*Goal*:
The movie review below opens by saying this may not be Brian De Palma Appreciation Week after all. Using the reasons the review gives, explain why.

*Text provided*:
- The Washington Times - Thursday, November 7, 2002

This may not be Brian De Palma Appreciation Week after all. His most famous movie, "Carrie," has been subjected to a network television remake. His return to the mystery and crime melodrama, "Femme Fatale," opening today, proves inauspicious.
Lesbian dalliance emerges as Mr. De Palma's only exploitable sideshow while he attempts to demonstrate the ruthless allure of a dishy deceiver named Laure Ash, impersonated in a handful of disguises by Rebecca Romijn-Stamos, the imposing model who graced "X-Men."
She remains a photogenic distraction as long as her untrained voice is cleverly subordinated to sultry postures.
Miss Romijn-Stamos first appears as a blurry reflection in a television monitor, watching the showdown sequence of "Double Indemnity." The French subtitles are a clue to her locale and to the movie's frequent resort to French dialogue with English subtitles. Reclining topless, with her loins demurely covered by satiny sheets, the aspiring troublemaker is watching Fred MacMurray and Barbara Stanwyck in a hotel room in Cannes during the 2001 edition of the annual film festival.
Her reverie is interrupted by the arrival of a short-tempered, French-speaking black man in formal attire. Portrayed by Eriq Ebouaney, he remains nameless but snarls at the occupant for watching TV. He reminds her, a tad pedantically if you ask me, of the caper that evidently has brought them to Cannes. A parting slap punctuates his dressing-down.

*Dataset*:
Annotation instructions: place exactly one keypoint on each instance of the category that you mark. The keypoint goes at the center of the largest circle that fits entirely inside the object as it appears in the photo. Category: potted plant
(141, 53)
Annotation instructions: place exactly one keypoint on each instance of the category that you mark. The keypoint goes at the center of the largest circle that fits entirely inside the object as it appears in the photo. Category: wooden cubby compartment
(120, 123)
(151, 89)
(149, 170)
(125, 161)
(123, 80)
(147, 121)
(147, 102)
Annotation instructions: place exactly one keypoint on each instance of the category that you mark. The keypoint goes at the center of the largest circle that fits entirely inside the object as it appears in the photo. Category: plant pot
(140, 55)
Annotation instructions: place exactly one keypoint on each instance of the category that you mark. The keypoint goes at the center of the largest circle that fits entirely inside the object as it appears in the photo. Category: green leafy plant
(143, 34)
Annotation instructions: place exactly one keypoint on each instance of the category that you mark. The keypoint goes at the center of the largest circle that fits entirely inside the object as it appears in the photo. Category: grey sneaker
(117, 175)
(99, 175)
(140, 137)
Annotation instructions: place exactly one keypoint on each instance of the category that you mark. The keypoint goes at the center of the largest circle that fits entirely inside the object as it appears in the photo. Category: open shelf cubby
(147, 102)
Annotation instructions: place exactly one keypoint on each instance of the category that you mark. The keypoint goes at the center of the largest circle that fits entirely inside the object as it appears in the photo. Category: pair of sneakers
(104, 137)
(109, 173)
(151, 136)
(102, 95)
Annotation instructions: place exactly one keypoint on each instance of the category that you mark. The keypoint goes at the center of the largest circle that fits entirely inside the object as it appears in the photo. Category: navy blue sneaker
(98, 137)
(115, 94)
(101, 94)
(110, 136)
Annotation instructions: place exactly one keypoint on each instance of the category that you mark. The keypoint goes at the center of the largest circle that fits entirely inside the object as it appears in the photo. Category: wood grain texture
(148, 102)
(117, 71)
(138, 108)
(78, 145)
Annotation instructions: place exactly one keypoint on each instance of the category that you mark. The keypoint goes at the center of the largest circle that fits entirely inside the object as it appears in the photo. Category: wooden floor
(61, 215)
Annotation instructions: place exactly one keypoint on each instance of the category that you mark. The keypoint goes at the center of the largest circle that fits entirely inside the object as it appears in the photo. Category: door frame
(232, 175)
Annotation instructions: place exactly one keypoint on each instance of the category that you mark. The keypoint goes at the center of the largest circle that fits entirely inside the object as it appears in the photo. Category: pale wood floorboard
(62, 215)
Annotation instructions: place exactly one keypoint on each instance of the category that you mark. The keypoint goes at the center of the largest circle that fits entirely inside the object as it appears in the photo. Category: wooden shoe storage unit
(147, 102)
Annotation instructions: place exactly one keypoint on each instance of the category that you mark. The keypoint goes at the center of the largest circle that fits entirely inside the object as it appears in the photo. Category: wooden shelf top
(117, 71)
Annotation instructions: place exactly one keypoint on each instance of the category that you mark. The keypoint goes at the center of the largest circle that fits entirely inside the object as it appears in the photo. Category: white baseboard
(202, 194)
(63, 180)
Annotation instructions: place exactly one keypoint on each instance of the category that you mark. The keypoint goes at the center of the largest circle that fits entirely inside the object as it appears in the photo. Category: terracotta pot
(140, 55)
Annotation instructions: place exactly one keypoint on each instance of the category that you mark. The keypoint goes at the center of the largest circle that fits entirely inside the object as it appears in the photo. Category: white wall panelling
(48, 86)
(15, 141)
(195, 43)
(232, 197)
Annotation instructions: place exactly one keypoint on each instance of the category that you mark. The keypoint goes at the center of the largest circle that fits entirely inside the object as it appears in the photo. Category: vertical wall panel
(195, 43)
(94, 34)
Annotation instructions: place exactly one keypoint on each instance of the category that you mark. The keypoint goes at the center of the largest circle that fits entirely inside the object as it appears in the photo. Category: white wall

*Full answer*:
His most famous movie, "Carrie," has been subjected to a network television remake. His return to mystery and crime melodrama, "Femme Fatale," opening that day, proves inauspicious.